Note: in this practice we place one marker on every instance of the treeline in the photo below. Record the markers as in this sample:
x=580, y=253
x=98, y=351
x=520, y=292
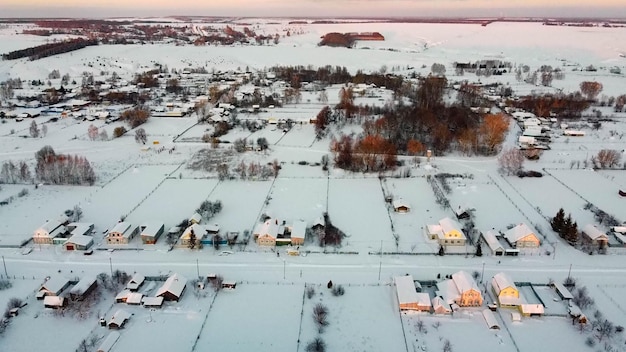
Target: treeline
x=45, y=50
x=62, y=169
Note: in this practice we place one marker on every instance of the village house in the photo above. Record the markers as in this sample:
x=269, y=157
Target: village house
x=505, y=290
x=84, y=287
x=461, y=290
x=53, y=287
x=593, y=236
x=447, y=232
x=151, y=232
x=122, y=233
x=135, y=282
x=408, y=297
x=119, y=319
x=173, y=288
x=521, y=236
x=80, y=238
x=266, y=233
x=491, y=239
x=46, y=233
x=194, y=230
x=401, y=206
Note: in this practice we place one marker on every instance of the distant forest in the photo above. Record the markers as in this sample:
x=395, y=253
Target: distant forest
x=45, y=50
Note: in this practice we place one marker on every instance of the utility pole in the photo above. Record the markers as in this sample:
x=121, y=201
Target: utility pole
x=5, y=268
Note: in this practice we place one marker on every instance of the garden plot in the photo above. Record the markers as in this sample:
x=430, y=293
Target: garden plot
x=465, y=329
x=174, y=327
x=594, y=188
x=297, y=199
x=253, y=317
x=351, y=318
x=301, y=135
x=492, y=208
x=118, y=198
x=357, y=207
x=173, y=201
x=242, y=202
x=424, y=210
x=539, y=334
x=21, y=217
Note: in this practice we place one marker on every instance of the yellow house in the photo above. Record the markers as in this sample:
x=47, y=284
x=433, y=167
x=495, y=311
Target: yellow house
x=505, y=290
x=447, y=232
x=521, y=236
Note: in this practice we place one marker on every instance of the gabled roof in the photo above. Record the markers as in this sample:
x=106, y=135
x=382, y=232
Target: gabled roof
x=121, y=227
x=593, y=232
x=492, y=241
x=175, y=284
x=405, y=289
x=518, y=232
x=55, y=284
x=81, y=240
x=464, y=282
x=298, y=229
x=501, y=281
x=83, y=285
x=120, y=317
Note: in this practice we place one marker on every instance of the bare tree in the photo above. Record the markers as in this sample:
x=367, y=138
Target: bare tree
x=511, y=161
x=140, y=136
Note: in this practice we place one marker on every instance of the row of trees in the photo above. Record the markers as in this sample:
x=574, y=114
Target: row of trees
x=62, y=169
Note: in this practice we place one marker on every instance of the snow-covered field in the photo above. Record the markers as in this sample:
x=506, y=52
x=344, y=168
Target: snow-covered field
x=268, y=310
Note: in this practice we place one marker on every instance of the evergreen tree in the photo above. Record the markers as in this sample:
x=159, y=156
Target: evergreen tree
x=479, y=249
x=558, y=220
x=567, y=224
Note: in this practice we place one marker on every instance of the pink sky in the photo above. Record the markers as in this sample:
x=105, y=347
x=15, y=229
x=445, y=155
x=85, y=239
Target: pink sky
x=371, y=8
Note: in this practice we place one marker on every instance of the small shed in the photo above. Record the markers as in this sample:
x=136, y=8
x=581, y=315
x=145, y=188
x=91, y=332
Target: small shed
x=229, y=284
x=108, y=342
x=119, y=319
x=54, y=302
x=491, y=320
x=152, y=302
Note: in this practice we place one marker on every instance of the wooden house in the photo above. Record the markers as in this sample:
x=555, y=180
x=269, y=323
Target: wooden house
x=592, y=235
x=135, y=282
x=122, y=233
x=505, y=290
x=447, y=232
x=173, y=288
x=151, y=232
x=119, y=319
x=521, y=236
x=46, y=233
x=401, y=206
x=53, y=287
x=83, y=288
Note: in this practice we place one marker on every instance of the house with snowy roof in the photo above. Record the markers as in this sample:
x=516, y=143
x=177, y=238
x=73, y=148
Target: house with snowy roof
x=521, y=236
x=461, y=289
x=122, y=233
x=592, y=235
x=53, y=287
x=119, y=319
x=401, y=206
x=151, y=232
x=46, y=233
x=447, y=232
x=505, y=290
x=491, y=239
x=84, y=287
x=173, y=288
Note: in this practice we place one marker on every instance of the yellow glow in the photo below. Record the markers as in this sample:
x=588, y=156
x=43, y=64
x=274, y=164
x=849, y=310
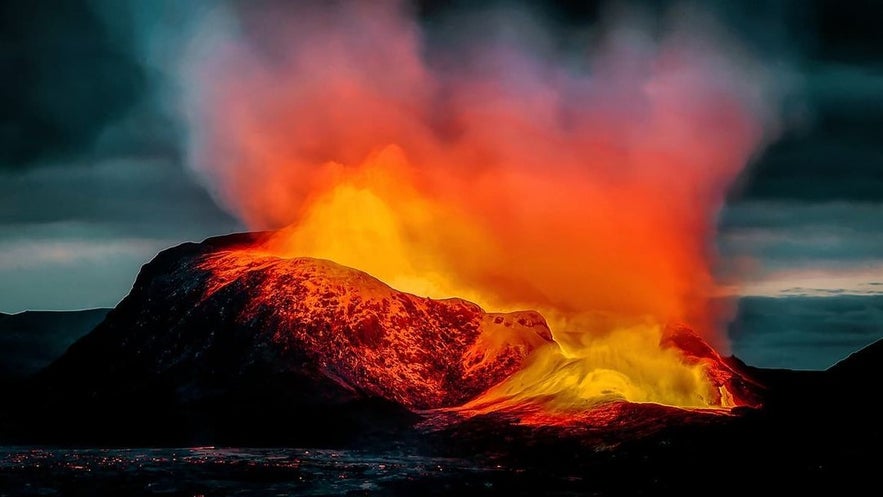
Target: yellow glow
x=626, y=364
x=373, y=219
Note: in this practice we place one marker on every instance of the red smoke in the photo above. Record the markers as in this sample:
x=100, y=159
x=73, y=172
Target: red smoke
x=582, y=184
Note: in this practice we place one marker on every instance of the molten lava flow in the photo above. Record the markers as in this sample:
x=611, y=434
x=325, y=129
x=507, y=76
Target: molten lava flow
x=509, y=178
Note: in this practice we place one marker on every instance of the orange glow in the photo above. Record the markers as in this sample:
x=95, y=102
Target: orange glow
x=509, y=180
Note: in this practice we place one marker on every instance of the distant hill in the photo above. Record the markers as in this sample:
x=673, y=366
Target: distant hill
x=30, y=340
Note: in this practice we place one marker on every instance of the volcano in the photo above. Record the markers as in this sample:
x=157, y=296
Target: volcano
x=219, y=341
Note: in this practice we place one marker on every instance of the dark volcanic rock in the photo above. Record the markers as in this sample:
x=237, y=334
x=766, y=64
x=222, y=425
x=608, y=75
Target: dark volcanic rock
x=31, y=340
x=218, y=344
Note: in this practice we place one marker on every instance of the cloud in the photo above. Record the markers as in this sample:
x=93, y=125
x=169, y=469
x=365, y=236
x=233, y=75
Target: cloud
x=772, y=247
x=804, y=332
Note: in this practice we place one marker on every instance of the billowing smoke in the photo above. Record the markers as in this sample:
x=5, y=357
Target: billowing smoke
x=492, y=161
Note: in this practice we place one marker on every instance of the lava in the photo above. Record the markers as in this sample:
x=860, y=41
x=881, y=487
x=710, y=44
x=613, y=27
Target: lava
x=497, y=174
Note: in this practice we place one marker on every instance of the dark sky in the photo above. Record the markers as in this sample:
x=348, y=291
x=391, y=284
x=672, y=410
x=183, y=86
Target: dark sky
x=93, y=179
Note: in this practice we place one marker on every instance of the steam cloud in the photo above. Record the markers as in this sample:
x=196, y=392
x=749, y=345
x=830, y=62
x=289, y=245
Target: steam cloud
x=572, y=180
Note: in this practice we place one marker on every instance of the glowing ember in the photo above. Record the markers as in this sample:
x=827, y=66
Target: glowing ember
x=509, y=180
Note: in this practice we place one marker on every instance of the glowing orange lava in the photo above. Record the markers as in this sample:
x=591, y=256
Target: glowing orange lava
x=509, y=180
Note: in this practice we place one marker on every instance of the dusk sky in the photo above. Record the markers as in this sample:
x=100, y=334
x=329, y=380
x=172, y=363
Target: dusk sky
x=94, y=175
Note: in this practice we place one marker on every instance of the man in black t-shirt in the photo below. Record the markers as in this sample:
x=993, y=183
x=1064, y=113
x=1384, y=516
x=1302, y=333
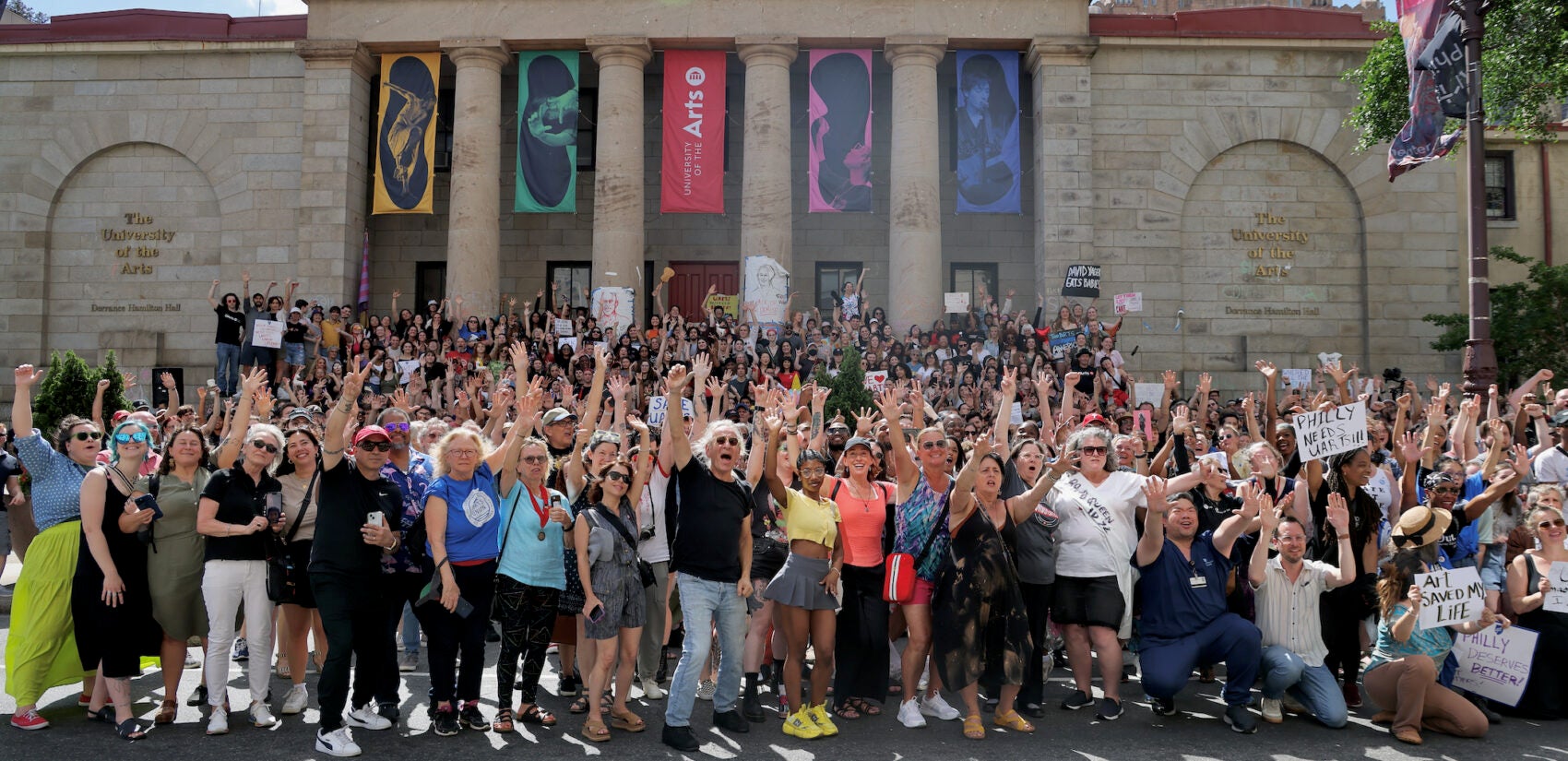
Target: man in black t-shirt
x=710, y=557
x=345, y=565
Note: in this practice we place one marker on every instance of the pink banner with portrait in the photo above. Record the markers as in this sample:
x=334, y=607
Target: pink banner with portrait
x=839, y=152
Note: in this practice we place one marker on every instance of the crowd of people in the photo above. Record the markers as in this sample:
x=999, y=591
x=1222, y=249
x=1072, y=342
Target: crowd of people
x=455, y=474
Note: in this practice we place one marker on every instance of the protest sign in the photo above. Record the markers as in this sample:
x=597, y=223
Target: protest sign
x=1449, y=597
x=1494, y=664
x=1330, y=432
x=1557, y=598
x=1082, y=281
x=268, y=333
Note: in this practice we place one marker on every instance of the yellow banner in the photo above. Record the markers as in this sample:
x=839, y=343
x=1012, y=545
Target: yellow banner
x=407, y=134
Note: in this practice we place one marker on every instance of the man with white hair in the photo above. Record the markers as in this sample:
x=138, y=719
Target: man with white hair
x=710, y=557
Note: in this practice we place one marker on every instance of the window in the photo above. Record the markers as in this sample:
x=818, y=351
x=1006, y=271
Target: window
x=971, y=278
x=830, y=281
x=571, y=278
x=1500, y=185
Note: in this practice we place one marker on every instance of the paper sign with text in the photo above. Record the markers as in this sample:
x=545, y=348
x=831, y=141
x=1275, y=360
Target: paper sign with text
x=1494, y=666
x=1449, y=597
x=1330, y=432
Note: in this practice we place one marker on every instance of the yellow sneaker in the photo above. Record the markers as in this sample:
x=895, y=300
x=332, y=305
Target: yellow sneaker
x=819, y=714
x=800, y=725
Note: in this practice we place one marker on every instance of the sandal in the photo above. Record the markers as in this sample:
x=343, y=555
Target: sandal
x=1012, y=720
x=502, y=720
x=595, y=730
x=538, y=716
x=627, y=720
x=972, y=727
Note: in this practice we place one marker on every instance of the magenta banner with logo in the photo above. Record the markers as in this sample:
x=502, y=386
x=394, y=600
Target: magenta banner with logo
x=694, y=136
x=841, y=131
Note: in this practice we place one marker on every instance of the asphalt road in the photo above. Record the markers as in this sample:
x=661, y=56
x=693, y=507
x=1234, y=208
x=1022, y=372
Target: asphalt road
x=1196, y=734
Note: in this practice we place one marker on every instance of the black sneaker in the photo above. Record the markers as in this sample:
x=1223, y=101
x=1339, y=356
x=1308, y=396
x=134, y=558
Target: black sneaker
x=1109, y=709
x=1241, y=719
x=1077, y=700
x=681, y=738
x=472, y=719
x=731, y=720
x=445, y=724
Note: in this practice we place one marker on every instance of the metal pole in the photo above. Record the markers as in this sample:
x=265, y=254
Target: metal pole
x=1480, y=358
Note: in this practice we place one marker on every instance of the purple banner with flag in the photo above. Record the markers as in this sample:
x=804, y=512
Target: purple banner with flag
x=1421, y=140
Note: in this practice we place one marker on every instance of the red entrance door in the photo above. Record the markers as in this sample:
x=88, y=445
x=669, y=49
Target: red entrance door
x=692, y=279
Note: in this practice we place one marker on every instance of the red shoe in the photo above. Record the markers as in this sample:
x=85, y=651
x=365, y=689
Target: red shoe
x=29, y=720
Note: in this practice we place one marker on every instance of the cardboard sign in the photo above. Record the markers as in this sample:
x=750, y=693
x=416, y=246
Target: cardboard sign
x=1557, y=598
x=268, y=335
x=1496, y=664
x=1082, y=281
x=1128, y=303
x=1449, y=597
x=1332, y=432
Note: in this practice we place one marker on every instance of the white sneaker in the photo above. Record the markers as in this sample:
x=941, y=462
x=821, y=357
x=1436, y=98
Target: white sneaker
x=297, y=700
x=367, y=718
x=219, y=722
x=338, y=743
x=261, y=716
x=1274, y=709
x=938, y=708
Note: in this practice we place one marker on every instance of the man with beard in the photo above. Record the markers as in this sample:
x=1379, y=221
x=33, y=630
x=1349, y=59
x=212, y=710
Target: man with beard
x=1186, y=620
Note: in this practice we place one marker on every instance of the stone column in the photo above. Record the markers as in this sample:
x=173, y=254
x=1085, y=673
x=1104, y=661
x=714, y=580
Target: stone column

********

** YOUR OBJECTIVE **
Only one stretch of the records above is wanted: the lines between the one holding "of the crowd" and the one holding "x=597, y=223", inclusive, reproduced exactly.

** TASK RESULT **
Note: in this practice we place one marker on every instance of the crowd of people in the photo above. Record the markers as in this sample:
x=999, y=591
x=1222, y=249
x=1072, y=342
Target: crowd of people
x=455, y=474
Note: in this practice we place one marker on every instance of the protest sign in the photo above. Record the markers as in this sample:
x=597, y=223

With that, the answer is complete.